▶ Directions
Copy all lines in the data that contain the string "with".

▶ Records to use
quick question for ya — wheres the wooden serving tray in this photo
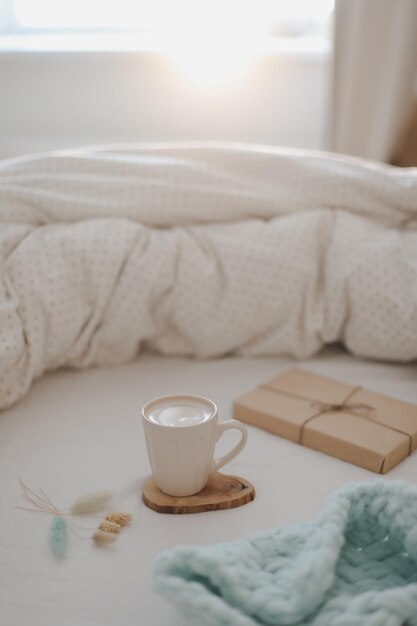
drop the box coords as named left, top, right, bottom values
left=142, top=472, right=255, bottom=514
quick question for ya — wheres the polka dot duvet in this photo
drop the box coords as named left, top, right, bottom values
left=0, top=143, right=416, bottom=409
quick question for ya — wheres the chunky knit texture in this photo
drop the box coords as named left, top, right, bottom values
left=154, top=481, right=417, bottom=625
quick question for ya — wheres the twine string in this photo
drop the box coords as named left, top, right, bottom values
left=299, top=386, right=375, bottom=444
left=260, top=383, right=412, bottom=454
left=309, top=386, right=374, bottom=417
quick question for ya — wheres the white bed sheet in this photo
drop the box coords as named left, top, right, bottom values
left=1, top=347, right=417, bottom=626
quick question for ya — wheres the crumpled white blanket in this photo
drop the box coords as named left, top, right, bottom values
left=0, top=143, right=416, bottom=410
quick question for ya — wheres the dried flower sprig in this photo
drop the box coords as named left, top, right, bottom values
left=17, top=479, right=133, bottom=554
left=17, top=479, right=97, bottom=560
left=18, top=479, right=111, bottom=520
left=92, top=512, right=133, bottom=547
left=50, top=516, right=68, bottom=558
left=92, top=530, right=118, bottom=545
left=105, top=512, right=132, bottom=527
left=71, top=491, right=113, bottom=514
left=99, top=520, right=121, bottom=534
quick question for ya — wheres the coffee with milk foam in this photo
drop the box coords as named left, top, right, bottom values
left=148, top=400, right=212, bottom=427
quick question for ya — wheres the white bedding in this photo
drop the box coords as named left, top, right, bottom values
left=1, top=348, right=417, bottom=626
left=1, top=143, right=417, bottom=412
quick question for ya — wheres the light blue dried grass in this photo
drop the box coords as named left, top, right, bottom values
left=50, top=516, right=67, bottom=558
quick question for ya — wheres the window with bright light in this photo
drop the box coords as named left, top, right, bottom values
left=0, top=0, right=334, bottom=83
left=1, top=0, right=333, bottom=38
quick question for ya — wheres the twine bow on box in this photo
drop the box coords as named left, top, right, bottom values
left=310, top=386, right=374, bottom=416
left=301, top=386, right=376, bottom=444
left=260, top=383, right=413, bottom=455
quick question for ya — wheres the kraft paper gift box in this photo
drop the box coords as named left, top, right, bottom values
left=233, top=368, right=417, bottom=473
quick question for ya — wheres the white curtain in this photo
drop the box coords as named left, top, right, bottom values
left=330, top=0, right=417, bottom=162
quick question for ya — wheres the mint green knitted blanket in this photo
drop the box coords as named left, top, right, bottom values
left=154, top=481, right=417, bottom=625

▶ Output below
quick question for ya — wheres the coffee with milk foam in this photo
quick question for ya — wheres the window with bright light in this photo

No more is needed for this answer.